[Stored entries]
################

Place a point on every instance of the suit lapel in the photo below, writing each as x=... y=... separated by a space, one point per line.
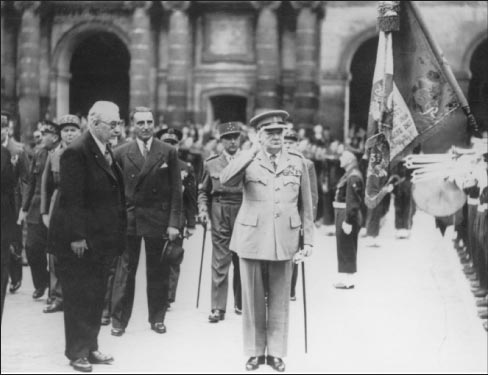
x=153 y=157
x=134 y=155
x=99 y=158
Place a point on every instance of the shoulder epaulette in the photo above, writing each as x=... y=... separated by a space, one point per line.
x=213 y=156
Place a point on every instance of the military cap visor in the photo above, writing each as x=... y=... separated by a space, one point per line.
x=275 y=119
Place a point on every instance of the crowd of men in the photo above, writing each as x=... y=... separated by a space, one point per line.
x=87 y=195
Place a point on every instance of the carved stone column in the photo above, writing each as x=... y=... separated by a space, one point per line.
x=28 y=68
x=267 y=56
x=140 y=49
x=179 y=61
x=307 y=89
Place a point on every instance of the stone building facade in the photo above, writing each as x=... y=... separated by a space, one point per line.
x=199 y=61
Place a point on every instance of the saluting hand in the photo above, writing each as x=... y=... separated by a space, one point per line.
x=79 y=247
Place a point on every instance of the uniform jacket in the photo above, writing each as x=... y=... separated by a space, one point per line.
x=31 y=200
x=152 y=188
x=350 y=190
x=269 y=220
x=190 y=208
x=210 y=184
x=90 y=203
x=7 y=208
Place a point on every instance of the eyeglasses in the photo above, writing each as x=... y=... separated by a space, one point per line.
x=112 y=124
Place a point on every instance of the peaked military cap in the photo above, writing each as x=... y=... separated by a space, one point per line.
x=275 y=119
x=170 y=135
x=232 y=127
x=50 y=127
x=5 y=118
x=291 y=134
x=66 y=120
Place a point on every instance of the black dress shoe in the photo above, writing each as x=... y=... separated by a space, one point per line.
x=276 y=363
x=53 y=307
x=216 y=315
x=254 y=362
x=117 y=332
x=81 y=365
x=158 y=327
x=96 y=357
x=15 y=286
x=38 y=293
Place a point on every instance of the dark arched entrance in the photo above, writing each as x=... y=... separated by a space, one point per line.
x=99 y=71
x=229 y=108
x=478 y=86
x=362 y=69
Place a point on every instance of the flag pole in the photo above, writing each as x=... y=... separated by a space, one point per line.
x=446 y=69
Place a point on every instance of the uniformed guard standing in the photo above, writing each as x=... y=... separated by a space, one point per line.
x=266 y=236
x=347 y=204
x=173 y=136
x=36 y=240
x=69 y=128
x=223 y=204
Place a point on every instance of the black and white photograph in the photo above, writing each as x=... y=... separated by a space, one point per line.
x=244 y=187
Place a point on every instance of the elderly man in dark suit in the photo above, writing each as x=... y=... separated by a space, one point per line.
x=20 y=165
x=154 y=205
x=266 y=235
x=87 y=230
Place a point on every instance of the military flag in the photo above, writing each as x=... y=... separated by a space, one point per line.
x=414 y=96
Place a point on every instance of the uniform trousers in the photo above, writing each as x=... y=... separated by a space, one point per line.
x=265 y=312
x=174 y=274
x=55 y=290
x=223 y=216
x=83 y=281
x=157 y=276
x=404 y=206
x=35 y=248
x=347 y=245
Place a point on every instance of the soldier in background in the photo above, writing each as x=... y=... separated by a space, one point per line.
x=290 y=144
x=36 y=241
x=20 y=164
x=223 y=204
x=69 y=128
x=173 y=136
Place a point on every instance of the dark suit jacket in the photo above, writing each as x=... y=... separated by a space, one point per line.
x=190 y=207
x=152 y=188
x=90 y=203
x=7 y=208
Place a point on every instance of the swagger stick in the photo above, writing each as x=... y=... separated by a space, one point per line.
x=204 y=224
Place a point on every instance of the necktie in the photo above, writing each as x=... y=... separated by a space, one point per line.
x=144 y=150
x=107 y=155
x=272 y=158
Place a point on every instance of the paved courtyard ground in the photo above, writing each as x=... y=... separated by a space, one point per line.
x=411 y=312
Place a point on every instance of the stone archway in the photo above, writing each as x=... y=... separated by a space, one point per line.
x=62 y=58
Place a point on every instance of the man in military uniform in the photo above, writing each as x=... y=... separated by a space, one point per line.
x=20 y=163
x=291 y=143
x=223 y=204
x=348 y=217
x=266 y=236
x=36 y=240
x=69 y=128
x=173 y=136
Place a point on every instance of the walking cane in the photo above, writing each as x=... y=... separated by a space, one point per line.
x=204 y=224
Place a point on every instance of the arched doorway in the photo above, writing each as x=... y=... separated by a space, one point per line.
x=99 y=70
x=225 y=108
x=478 y=85
x=362 y=70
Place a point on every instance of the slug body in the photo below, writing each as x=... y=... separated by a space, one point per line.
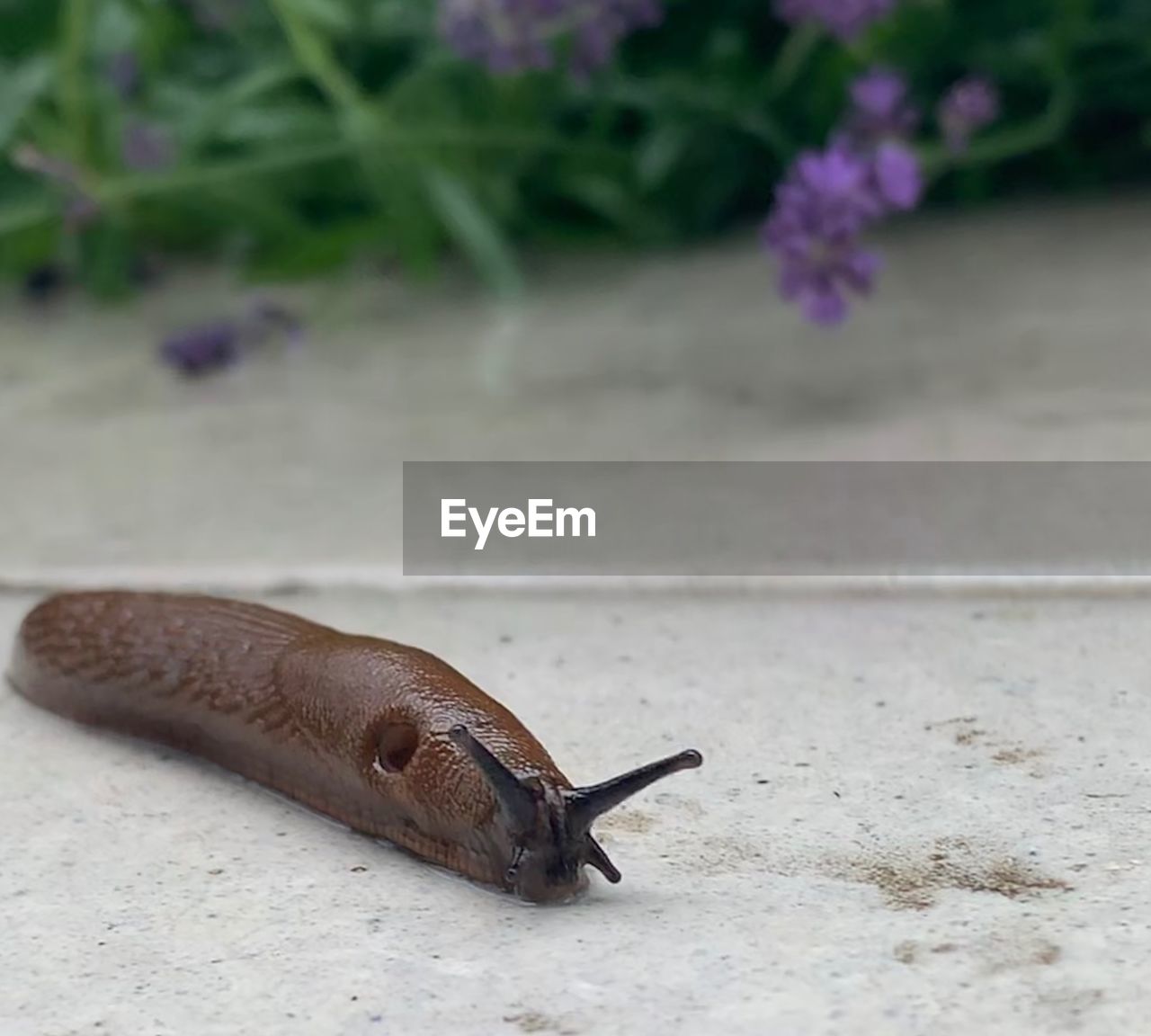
x=385 y=738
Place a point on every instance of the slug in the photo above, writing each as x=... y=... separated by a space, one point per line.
x=386 y=738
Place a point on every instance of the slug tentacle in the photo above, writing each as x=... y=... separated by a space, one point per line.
x=383 y=737
x=551 y=826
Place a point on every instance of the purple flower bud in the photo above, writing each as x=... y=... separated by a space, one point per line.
x=821 y=210
x=202 y=348
x=843 y=19
x=897 y=177
x=147 y=147
x=969 y=105
x=879 y=110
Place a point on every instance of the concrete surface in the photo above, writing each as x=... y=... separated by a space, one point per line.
x=917 y=814
x=913 y=817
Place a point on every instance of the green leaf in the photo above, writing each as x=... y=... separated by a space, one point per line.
x=476 y=234
x=20 y=89
x=333 y=16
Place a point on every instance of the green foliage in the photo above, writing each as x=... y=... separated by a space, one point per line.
x=308 y=132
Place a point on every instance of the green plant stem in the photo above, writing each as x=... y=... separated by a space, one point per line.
x=73 y=87
x=793 y=56
x=316 y=58
x=1042 y=131
x=135 y=188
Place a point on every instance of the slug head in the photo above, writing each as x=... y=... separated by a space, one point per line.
x=551 y=826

################

- Problem requirements
Transcribe the full listing above exactly, with the images removed.

- Answer to the task
Place a point on every instance of the suit lapel in the photo below, writing each as x=... y=... separated by a space, one point per line.
x=153 y=157
x=134 y=155
x=99 y=158
Place a point on every instance of the shoulder epaulette in the photo above, writing each as x=... y=... separated by a space, one point per line.
x=213 y=156
Place a point on every instance of the military cap visor in the photo above, writing each as x=... y=... separated by a space, one point per line.
x=275 y=119
Place a point on every instance of the crowd of men in the photo above, writing each as x=... y=... separated by a space, one point per line.
x=87 y=195
Place a point on every instance of the carved stone column in the photo above, writing each as x=... y=... separated by a space, one point per line.
x=28 y=68
x=267 y=56
x=140 y=49
x=179 y=61
x=307 y=89
Place a point on every instance of the stone building facade in the photo above, writing each as x=... y=... separated by a space, one point per line.
x=199 y=61
Place a point on every instance of the saluting hand in the photo above, writing each as x=... y=... separated by a space, one point per line.
x=79 y=247
Place a point on every instance of the uniform jacket in the photo above, writing each as x=... y=... separated by a space, one point per line.
x=31 y=200
x=152 y=188
x=350 y=190
x=269 y=220
x=190 y=208
x=210 y=184
x=90 y=203
x=7 y=208
Place a point on every instance of the eyeglasses in the photo above, writing each as x=... y=... separated by a space, one point per line.
x=112 y=124
Place a point on every instance of the peaked military cap in the photo above, writing each as x=... y=... separated by a space, one point per line.
x=275 y=119
x=170 y=135
x=232 y=127
x=50 y=127
x=5 y=118
x=291 y=134
x=66 y=120
Place a point on every instance of the black dress shoe in the photo above, writing each as x=... y=... separated by a space, one point per line.
x=276 y=363
x=53 y=307
x=216 y=315
x=254 y=362
x=117 y=332
x=81 y=365
x=158 y=327
x=96 y=357
x=15 y=286
x=38 y=293
Place a point on every instance of the dark arched entrance in the photo above, writing each as x=... y=... separated by a space, one point per line.
x=99 y=71
x=229 y=108
x=478 y=86
x=362 y=69
Place a point on every instance of the flag pole in the photo above, writing each as x=... y=... separated by a space, one point per line.
x=446 y=69
Place a point on every instance of the uniformed guard standing in the photo above, writing each as x=... y=... separated by a space, one point per line.
x=266 y=236
x=347 y=204
x=173 y=136
x=36 y=240
x=69 y=128
x=223 y=204
Place a point on every instance of the black and white photograph in the photo above, writing each as x=... y=... separated by a space, one point per line.
x=244 y=187
Place a point on every instance of the elderly man in dark suit in the photo above, writing each as x=... y=... separated by a space, one point per line.
x=20 y=165
x=154 y=205
x=266 y=235
x=87 y=230
Place a point on every instance of the military flag in the photo above, writing each as x=... y=... separated by a space, one point per line.
x=414 y=96
Place a point on every instance of the uniform trousers in the photo above, writing each as x=... y=... separated by a space, one point per line.
x=265 y=312
x=174 y=274
x=55 y=290
x=223 y=216
x=83 y=281
x=157 y=276
x=404 y=206
x=35 y=248
x=347 y=245
Place a point on every instance of the soldier in background in the photo above, writing each as x=... y=... separated by a space, one point per line.
x=290 y=144
x=36 y=241
x=20 y=164
x=223 y=204
x=69 y=128
x=173 y=136
Place a point on every instance of the dark suit jacket in the photo above, writing each as x=... y=... separated by a space, one point per line.
x=190 y=207
x=152 y=188
x=90 y=203
x=7 y=208
Place a point on every instance of the swagger stick in the photo above, writing each as x=... y=... separated by a space, one point per line.
x=204 y=224
Place a point on every instance of the necktie in the photo above, writing each as x=... y=... separated by a space, one point per line.
x=144 y=150
x=107 y=155
x=272 y=158
Place a point on every instance of the paved courtyard ground in the photo above, writing each as x=... y=... separated by a space, one point per line.
x=411 y=312
Place a point on every instance of the stone archway in the photo above, writing each as x=... y=... separated by a space, one point per line.
x=62 y=58
Place a point on every instance of the man in military uniform in the photo above, writing each as x=... y=... separated by a space, one point per line.
x=20 y=163
x=291 y=143
x=223 y=204
x=348 y=217
x=266 y=236
x=36 y=240
x=69 y=128
x=173 y=136
Place a point on every instance of the walking cane in the photo above, writing each as x=... y=... separated by a space, one point per line.
x=204 y=224
Place a point on every instance of the arched doorway in the photo above, writing each as x=... y=... separated by a space, one point per line.
x=99 y=70
x=225 y=108
x=478 y=85
x=362 y=70
Place a point on every instance of the slug body in the photo below, writing each as x=... y=... separated by a space, one point per line.
x=385 y=738
Place a point on every instance of the slug in the photo above, writing each as x=... y=... separated by a space, one point per line.
x=386 y=738
Place a point on every instance of the slug tentacle in the photo above, writing each as x=... y=... separated by a space, one point per line.
x=383 y=737
x=551 y=826
Place a point on every instance of the purple flower bud in the photo above, writing each as x=... y=... separated by a space, one point per line.
x=821 y=210
x=202 y=348
x=843 y=19
x=897 y=177
x=147 y=147
x=969 y=105
x=879 y=110
Place a point on every instance of the concrete surface in the photo above, writing each as x=... y=... separated by a space, one point per line.
x=917 y=814
x=913 y=817
Place a point on every instance of the green leaf in the photo above, writing each as x=... y=... separated by a space, one point per line.
x=476 y=234
x=20 y=89
x=333 y=16
Place a point on every instance of the green foliage in the photo above, writing each as x=... y=... separated by a space, one point per line.
x=308 y=132
Place a point on every instance of the green plant stem in the photo above, writing each as x=... y=... separated by a space, one point per line.
x=73 y=87
x=793 y=56
x=316 y=58
x=1042 y=131
x=135 y=188
Place a point on every instance of the slug head in the photo above, writing each as x=... y=... separated by a space, one point per line.
x=551 y=826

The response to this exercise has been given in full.